_PROBLEM TO SOLVE_: Gather every line of the records that contains the string "Query", and copy each one out. Case counts.

(Coordinate annotation records)
==================================================
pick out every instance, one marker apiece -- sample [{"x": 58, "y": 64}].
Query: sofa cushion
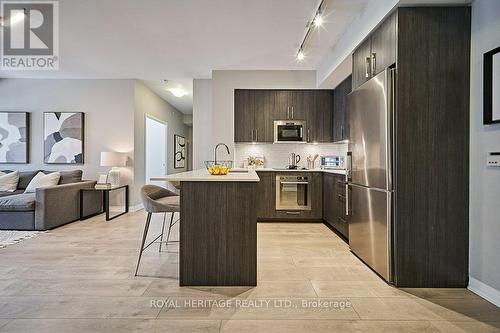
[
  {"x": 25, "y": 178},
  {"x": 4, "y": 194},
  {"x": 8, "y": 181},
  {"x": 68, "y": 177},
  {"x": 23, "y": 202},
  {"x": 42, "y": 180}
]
==================================================
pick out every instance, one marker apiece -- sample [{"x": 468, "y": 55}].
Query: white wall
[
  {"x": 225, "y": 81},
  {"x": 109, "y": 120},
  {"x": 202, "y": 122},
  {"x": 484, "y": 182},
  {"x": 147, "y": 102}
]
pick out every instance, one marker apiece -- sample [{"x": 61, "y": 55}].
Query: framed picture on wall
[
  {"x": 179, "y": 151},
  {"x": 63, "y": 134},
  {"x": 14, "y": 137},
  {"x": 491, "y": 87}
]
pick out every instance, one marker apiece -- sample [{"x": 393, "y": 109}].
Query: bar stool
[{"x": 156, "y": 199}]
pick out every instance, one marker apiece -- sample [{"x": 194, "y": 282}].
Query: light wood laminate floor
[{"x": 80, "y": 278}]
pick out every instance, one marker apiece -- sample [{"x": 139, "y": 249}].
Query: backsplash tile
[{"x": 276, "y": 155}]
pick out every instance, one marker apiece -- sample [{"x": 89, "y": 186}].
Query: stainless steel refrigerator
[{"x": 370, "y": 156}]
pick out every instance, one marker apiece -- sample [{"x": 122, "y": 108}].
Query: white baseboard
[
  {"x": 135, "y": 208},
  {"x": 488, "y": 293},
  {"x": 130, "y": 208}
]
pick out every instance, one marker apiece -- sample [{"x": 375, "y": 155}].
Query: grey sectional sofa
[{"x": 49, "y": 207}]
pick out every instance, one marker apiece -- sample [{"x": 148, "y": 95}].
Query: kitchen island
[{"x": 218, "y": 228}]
==================================================
_TASK SOLUTION_:
Query: sofa cushion
Query: white wall
Query: framed picture on wall
Query: bar stool
Query: light wood laminate floor
Query: backsplash tile
Query: stainless steel refrigerator
Query: white baseboard
Query: grey sectional sofa
Query: kitchen island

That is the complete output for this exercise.